[BEGIN Records provided]
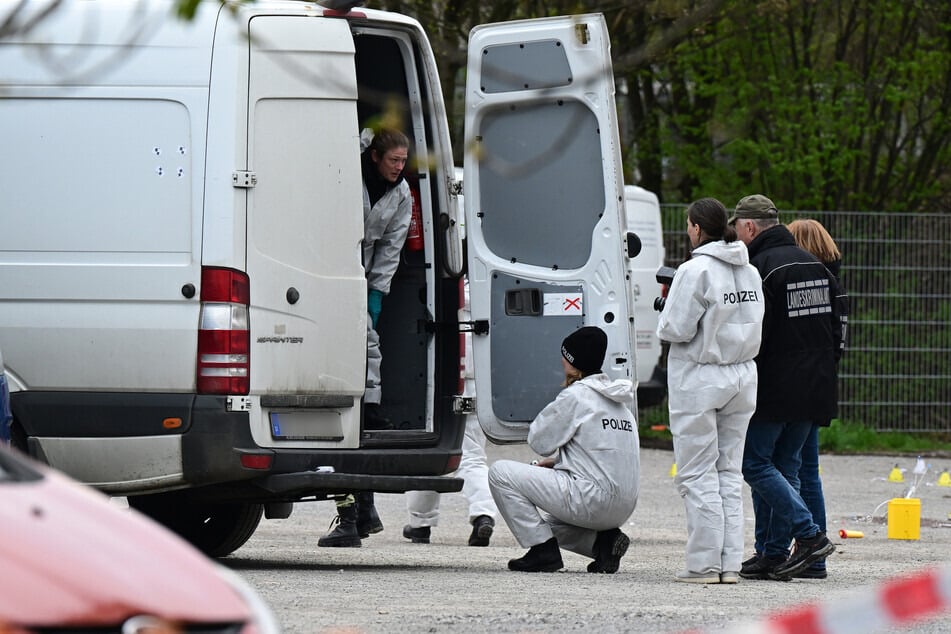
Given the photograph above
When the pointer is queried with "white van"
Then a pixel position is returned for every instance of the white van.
(183, 303)
(643, 218)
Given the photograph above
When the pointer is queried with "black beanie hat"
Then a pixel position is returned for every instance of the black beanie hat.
(585, 348)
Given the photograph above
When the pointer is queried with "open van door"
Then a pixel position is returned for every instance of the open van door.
(545, 224)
[END Records provided]
▸ **Job**: Print every entry exactly as written, without the pictures.

▸ **Correct result**:
Given the photograph above
When the pointer is queried with "white van"
Then a pixel position is returned for every instance of the white van.
(183, 303)
(643, 218)
Given the photograph above
When the pointer is queried with "black beanie hat"
Then a pixel position is returned for every instance of the black beanie hat.
(585, 348)
Given the photograph above
When the pointer is queried with "open van door"
Then a pixel position is returned for every instance of the open van door.
(545, 224)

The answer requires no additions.